_Items:_

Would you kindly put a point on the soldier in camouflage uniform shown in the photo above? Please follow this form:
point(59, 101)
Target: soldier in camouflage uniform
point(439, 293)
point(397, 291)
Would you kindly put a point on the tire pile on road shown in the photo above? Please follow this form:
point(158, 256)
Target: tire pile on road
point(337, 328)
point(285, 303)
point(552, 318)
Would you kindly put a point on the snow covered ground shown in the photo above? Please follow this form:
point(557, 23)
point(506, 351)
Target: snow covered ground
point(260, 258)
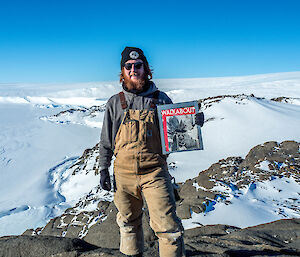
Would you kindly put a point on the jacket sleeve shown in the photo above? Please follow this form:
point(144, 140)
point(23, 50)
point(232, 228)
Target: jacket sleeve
point(106, 140)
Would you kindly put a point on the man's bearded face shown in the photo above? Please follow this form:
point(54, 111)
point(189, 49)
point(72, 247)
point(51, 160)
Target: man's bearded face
point(134, 78)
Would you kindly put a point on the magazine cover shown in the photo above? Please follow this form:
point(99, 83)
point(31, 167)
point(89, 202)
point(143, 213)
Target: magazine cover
point(177, 127)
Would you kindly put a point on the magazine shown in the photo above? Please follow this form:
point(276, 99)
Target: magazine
point(177, 127)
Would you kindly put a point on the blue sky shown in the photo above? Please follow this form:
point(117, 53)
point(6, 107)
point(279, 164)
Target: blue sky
point(54, 41)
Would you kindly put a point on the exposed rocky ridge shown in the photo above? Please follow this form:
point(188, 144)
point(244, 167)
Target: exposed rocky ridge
point(279, 238)
point(223, 180)
point(234, 176)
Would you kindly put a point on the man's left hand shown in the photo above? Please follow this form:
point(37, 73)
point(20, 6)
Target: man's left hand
point(199, 119)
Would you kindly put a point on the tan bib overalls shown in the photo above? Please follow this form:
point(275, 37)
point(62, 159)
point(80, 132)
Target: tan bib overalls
point(140, 169)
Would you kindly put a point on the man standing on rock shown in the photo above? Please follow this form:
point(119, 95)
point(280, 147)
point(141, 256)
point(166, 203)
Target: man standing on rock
point(130, 132)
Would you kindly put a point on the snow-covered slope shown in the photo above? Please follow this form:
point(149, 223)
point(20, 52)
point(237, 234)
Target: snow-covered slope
point(45, 128)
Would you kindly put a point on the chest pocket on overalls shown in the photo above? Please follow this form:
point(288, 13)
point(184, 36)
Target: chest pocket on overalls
point(130, 130)
point(152, 135)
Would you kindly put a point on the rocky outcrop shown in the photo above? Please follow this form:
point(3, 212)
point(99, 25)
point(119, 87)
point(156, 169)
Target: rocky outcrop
point(279, 238)
point(235, 175)
point(228, 178)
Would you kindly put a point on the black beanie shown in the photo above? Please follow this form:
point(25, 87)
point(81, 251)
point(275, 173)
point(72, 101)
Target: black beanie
point(132, 53)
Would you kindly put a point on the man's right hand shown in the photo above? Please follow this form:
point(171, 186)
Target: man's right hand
point(105, 180)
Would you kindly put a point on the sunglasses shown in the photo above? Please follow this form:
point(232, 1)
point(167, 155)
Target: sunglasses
point(137, 65)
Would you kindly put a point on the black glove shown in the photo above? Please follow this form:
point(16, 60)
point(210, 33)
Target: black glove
point(105, 180)
point(199, 119)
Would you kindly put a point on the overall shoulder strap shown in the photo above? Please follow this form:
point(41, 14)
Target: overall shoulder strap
point(154, 99)
point(123, 100)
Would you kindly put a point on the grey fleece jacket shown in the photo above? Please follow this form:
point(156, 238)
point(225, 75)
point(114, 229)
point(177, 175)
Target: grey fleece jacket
point(114, 115)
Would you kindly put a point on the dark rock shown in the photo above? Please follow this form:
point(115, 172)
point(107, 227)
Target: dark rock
point(37, 246)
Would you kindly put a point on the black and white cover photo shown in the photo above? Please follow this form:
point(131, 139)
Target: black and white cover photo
point(179, 132)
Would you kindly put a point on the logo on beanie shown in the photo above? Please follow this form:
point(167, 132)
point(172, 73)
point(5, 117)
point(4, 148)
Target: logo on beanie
point(134, 55)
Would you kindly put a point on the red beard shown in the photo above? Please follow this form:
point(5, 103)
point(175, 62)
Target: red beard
point(137, 86)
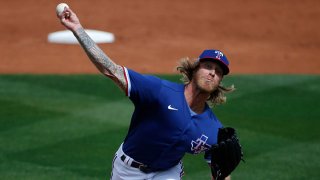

_Exercise requirements:_ Can you reproduce all of the entries above line for line, with no changes? Leave the pictures out of your copy.

_Response to the task:_
Would you kindly put a point on the soldier in camouflage uniform shown in the photo above? Please follow this form:
point(59, 101)
Target: soldier in camouflage uniform
point(439, 293)
point(397, 291)
Would you kindly put a point on the tire pile on road shown in the photo above? Please follow this form:
point(158, 256)
Target: tire pile on road
point(337, 328)
point(285, 303)
point(552, 318)
Would you kindly put a point on the snow covered ground shown in the photo above? Please follow this form:
point(557, 23)
point(506, 351)
Target: snow covered ground
point(260, 258)
Would you kindly put a point on the jacket sleeve shown in the photo above? Please follow this form:
point(144, 140)
point(23, 50)
point(232, 228)
Target: jacket sleeve
point(106, 140)
Would you kindly put a point on the man's bearded face shown in the photo above? Please follow this form:
point(54, 111)
point(189, 49)
point(72, 247)
point(51, 160)
Target: man's bearded face
point(134, 78)
Would you kindly put a point on the magazine cover shown in the photo above? Please follow this form:
point(99, 83)
point(31, 167)
point(89, 202)
point(143, 213)
Target: magazine cover
point(177, 127)
Would you kindly put a point on the magazine shown in the photo above? Please follow this form:
point(276, 99)
Target: magazine
point(177, 127)
Would you kindly put a point on the blue sky shown in the photo above? Please follow this form:
point(117, 53)
point(6, 107)
point(279, 164)
Target: blue sky
point(54, 41)
Would you kindly put a point on the exposed rocky ridge shown in the photo above? Please follow this form:
point(188, 144)
point(244, 167)
Target: exposed rocky ridge
point(279, 238)
point(223, 180)
point(234, 176)
Would you kindly put a point on the man's left hand shown in the photo above? Please follow this form:
point(37, 73)
point(20, 6)
Target: man's left hand
point(199, 119)
Would you kindly put a point on the tan bib overalls shown in the photo above? Please follow this form:
point(275, 37)
point(62, 159)
point(80, 132)
Target: tan bib overalls
point(140, 169)
Would you kindly put a point on the man standing on rock shown in the photo above? Please follow this form:
point(119, 95)
point(280, 147)
point(141, 256)
point(166, 203)
Target: man standing on rock
point(130, 132)
Would you kindly put a point on the snow-covered slope shown in the photo above? Please follow this form:
point(149, 223)
point(20, 52)
point(237, 234)
Target: snow-covered slope
point(45, 128)
Would you kindly put a point on the chest pocket on overalls shown in the photo above? Please follow this form:
point(288, 13)
point(184, 36)
Target: chest pocket on overalls
point(130, 130)
point(152, 135)
Would you kindly put a point on the rocky outcrop shown in the photo above? Please follow this form:
point(3, 212)
point(99, 25)
point(119, 87)
point(156, 169)
Target: rocky outcrop
point(279, 238)
point(235, 175)
point(228, 178)
Would you kindly put a point on the black beanie shown in the photo above? Please follow this form:
point(25, 87)
point(81, 251)
point(275, 173)
point(72, 101)
Target: black beanie
point(132, 53)
Would you kindly put a point on the man's right hand shown in the photo above? Please follow this form:
point(171, 186)
Target: man's right hand
point(105, 180)
Would you kindly put a point on the sunglasses shown in the photo above? Please follow this form:
point(232, 1)
point(167, 155)
Target: sunglasses
point(137, 65)
Would you kindly put a point on the black glove shown in the photo above? Please follow this form:
point(16, 60)
point(210, 33)
Target: black glove
point(105, 180)
point(199, 119)
Would you kindly put a point on the overall shoulder strap shown in the photo above? Please follow this form:
point(41, 14)
Target: overall shoulder strap
point(154, 99)
point(123, 100)
Would you kindly put a point on the grey fleece jacket shown in the photo above? Please follow this form:
point(156, 238)
point(225, 75)
point(114, 229)
point(177, 175)
Target: grey fleece jacket
point(114, 115)
Would you kindly put a point on the dark rock shown in the photo above? Please follow this form:
point(115, 172)
point(107, 227)
Target: dark rock
point(37, 246)
Would you kindly put a point on the black and white cover photo shown in the photo above? Please follow this form:
point(131, 139)
Target: black and white cover photo
point(179, 132)
Would you kindly put a point on the logo on beanie shown in the photo above? Please follow this form:
point(167, 132)
point(172, 73)
point(5, 117)
point(4, 148)
Target: logo on beanie
point(134, 55)
Would you kindly put a point on the red beard shown in the photo above? Please follow this form:
point(5, 103)
point(175, 62)
Target: red beard
point(137, 86)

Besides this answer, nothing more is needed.